Copy the entries below exactly. Images do not belong in the copy.

####################

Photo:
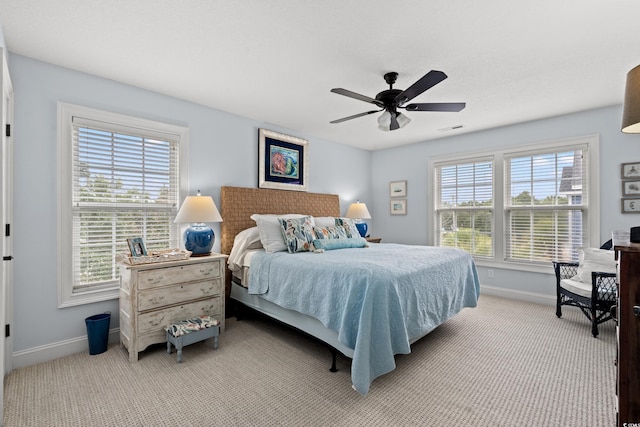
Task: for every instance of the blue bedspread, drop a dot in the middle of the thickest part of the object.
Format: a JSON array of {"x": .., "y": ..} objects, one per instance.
[{"x": 378, "y": 299}]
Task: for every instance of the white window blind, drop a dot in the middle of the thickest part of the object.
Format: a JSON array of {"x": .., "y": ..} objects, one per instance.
[
  {"x": 546, "y": 204},
  {"x": 119, "y": 177},
  {"x": 125, "y": 184},
  {"x": 465, "y": 205},
  {"x": 519, "y": 207}
]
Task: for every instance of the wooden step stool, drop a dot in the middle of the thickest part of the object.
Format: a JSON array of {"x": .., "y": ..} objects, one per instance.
[{"x": 191, "y": 331}]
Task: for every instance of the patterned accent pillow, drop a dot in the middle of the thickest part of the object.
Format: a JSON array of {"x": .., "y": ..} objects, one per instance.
[
  {"x": 332, "y": 232},
  {"x": 298, "y": 234},
  {"x": 349, "y": 225}
]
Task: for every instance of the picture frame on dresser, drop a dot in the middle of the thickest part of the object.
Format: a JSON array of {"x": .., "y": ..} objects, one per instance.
[{"x": 282, "y": 161}]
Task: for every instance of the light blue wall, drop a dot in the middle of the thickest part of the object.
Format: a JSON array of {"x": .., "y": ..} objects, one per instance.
[
  {"x": 223, "y": 151},
  {"x": 410, "y": 163}
]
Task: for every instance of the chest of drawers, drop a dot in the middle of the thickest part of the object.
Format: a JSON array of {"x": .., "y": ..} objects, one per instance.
[
  {"x": 628, "y": 378},
  {"x": 155, "y": 295}
]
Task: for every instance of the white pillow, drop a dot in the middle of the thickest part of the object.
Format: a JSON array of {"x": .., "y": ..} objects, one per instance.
[
  {"x": 270, "y": 232},
  {"x": 244, "y": 240},
  {"x": 592, "y": 259},
  {"x": 324, "y": 221}
]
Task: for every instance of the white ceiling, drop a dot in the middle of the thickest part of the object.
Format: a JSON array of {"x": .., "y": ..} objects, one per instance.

####################

=== Full answer ===
Photo:
Task: for every instance of the blue bedspread, drop a dot in the middle of the thickest part of the object.
Format: a JSON array of {"x": .., "y": ..} objects, one per instance.
[{"x": 378, "y": 299}]
Task: for every instance of the white window blind, drop a dot in the middle of the thickest part of the object.
Format: a JSON array of {"x": .., "y": ..} objects, one per instance.
[
  {"x": 546, "y": 204},
  {"x": 119, "y": 177},
  {"x": 125, "y": 184},
  {"x": 465, "y": 205},
  {"x": 519, "y": 207}
]
Task: for every instance of the wooden step stool, drop a dot in the middle of the thickest part of the object.
Format: a JSON array of {"x": .., "y": ..} objects, one per instance.
[{"x": 191, "y": 331}]
Task: for every instance of the patterned accent pillow, drop a dot in the middle of the thickest part of the object.
Format: a JSON array of {"x": .., "y": ..} objects, one per instance.
[
  {"x": 332, "y": 232},
  {"x": 298, "y": 234},
  {"x": 349, "y": 225}
]
Task: for every instance of the picture frame on dresser, drop a dot in the middle of the thickest part of the object.
Format: a JSON array of {"x": .., "y": ..} objects, one per instance.
[{"x": 282, "y": 161}]
Task: for every instance of the light blue wall, drop a dot in the middle of the thickest part of the object.
Format: a JSON array of {"x": .., "y": ..} objects, one per instance.
[
  {"x": 223, "y": 151},
  {"x": 410, "y": 163}
]
Task: for every instance of the chest of drawers, drop a dot in the middle of the thickest part of the object.
Format: a JSON array of {"x": .., "y": ..} objects, one per instance.
[
  {"x": 628, "y": 378},
  {"x": 155, "y": 295}
]
Task: for every instance of the white pillow, drop a dot in the middle of the thickest part of the object.
Format: a JSON array of {"x": .., "y": ..} objects, one per instance.
[
  {"x": 270, "y": 232},
  {"x": 244, "y": 240},
  {"x": 592, "y": 259},
  {"x": 324, "y": 221}
]
Task: for every instance of the white ceiling, drop a dot in the middle of the thickest part of the object.
Format: a JSON array of {"x": .., "y": ..} objects, one per instance.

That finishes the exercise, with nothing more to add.